Ye Gay Ol’ Valley – Christian Homes Produce Gay Children

 

By Dani Langevin – April 2013

Why do some people “fear” having a gay child? Most don’t really think they will. Most people assume that their children will be heterosexual, but when the topic is breached, I’ve heard many parents confess that they would be very uncomfortable or unhappy if they had a gay child. Some even go so far as to say they couldn’t or wouldn’t be able to deal with it. Those who are against gay marriage or gay parents say that it is an unhealthy environment for children to be raised in and every child deserves to have a mother and a father. Well, I was raised by a traditional heterosexual couple and I’m gay. Why is that?

Both of my parents were Roman Catholic. My mother was an only child of an insurance salesman and a Lawrence mill worker. They sent her away to a Catholic boarding school so that her religion and peers would surround her. My father was the youngest of three children. His sister died of scarlet fever when she was three. I don’t know what my paternal grandfather did for work. I never knew he existed until I found out that he had died. He had been an alcoholic and my grandmother, a hairdresser, divorced him in the 1930’s at a time when divorce was as bad as being gay. My father and his brother were promptly sent to a Christian orphanage so that my grandmother could establish her life and business. They spent several years there being physically and emotionally abused by Catholic nuns. My parents met when my father was fourteen and my mother was fifteen. Dad went home that day and told his mother that he had met the girl he was going to marry. Theirs was a classic love story.

My father was in pre-med at Merrimack College when he quit his junior year and enlisted. Upon his return from Korea, he attended Tufts and became a dentist with a successful family practice. At a time when only two percent of women attended college, my mother graduated from Emmanuel College in Boston with a teaching degree and eventually added a degree in social work.

Because they had been raised in cold, loveless, religious institutions, they made it a goal to fill the home they built with love and respect, providing deep seeded traditional family values based on their Christian beliefs. I was born the youngest of their five children. We had dinner every night, as a family, without fail. We went to Sunday mass every week. We all got baptized, attended CCD, received our first communion, were confirmed and married in a church by a man of the cloth. We were raised on the word of God.

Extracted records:
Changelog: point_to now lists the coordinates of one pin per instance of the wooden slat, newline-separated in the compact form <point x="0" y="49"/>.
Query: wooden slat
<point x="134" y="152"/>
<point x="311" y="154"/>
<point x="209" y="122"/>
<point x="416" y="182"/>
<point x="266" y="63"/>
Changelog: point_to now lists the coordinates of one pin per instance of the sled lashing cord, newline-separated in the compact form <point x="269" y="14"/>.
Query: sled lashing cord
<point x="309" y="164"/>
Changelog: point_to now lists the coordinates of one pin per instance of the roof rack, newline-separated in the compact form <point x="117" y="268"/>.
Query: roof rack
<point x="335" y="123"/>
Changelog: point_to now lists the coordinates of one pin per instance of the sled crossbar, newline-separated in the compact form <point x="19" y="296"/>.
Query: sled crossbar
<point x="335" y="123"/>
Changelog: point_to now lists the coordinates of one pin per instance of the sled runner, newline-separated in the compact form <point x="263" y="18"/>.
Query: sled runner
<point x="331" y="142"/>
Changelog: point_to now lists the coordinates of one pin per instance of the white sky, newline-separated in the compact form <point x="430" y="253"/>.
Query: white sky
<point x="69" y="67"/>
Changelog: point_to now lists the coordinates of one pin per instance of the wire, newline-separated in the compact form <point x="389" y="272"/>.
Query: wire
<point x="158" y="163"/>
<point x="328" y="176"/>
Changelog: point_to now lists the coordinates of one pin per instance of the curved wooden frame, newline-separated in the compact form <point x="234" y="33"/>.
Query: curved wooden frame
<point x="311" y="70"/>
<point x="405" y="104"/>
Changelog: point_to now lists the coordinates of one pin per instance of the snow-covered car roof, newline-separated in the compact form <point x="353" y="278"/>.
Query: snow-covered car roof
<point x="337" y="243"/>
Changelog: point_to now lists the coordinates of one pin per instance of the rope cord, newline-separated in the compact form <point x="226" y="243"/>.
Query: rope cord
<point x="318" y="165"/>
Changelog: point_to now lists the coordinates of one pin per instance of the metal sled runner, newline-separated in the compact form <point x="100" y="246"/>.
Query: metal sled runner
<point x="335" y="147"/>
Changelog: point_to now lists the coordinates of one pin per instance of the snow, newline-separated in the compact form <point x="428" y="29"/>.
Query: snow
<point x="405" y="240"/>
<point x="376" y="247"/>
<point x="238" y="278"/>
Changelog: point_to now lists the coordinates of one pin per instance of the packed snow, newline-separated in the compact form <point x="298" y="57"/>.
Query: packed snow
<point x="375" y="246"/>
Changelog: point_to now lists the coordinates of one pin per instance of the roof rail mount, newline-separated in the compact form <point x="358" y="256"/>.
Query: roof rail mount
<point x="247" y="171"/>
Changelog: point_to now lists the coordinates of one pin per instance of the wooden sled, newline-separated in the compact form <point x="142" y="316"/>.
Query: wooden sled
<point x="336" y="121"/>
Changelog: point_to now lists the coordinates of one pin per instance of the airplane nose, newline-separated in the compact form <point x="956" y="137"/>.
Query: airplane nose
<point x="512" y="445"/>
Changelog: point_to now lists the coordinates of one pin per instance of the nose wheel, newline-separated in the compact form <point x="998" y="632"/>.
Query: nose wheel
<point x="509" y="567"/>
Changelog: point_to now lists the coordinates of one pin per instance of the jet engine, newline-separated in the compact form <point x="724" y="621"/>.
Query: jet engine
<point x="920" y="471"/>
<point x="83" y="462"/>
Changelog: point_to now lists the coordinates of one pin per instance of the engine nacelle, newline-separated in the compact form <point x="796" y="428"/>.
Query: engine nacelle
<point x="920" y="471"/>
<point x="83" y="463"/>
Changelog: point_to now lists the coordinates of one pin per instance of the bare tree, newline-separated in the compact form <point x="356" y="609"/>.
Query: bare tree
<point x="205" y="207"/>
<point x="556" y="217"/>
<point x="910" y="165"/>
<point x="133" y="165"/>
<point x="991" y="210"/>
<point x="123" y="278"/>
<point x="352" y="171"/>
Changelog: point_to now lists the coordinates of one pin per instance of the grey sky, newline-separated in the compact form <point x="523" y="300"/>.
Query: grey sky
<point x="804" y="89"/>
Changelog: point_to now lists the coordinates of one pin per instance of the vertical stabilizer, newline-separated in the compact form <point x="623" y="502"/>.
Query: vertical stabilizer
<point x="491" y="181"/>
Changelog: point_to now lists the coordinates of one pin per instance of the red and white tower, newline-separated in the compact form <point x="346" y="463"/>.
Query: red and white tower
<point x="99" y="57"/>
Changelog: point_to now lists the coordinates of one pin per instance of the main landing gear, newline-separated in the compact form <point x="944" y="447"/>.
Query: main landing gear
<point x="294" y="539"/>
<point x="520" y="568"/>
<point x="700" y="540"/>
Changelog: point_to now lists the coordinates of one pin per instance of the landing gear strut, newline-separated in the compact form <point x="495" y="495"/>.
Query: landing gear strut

_WHAT THIS EXERCISE ASKS_
1 > From the essay on being raised in a Christian home, list every college or university it names.
2 > Pick up the essay on being raised in a Christian home and continue it from the point where it stops.
The records are separate material and are unrelated to the essay that precedes them.

_ANSWERS TO THIS EXERCISE_
1 > Merrimack College, Tufts, Emmanuel College

2 >
From 1969 to 1977 we’d vacation in Biddeford Pool, Maine. Often times we’d be accompanied by my Uncle’s family, a neighborhood family or several friends of any one of us kids. One summer we had almost twenty people in that cottage on the beach. My parents took in people who were down in their luck, having trouble at home or passing through town and needed a hot meal. More than once we’d come home and find that my mother had picked up some wayfarer wanderers and were feeding them. She did this because that’s what Jesus would do. On many occasions, we had some one living under our roof that was not family, but needed help in some way.

We were lucky enough to have a pool. By the time my brothers and sister were married and having children of their own, almost every weekend we’d all find ourselves sitting on the deck by the pool with food and drinks flowing as easy as the conversation and laughter, while my nieces and nephews splashed away. Winter weekends would find us around the television watching football and eating nachos or sitting around the fire just catching up.

Throughout my childhood and young adult life until both of my parents were taken by colon cancer, every member of our family from the oldest, down to the youngest knew that they were loved and accepted. I knew explicitly this to be true when I came out of the closet at twenty-nine and I received nothing less than love, support and affirmation from my devotedly Catholic parents.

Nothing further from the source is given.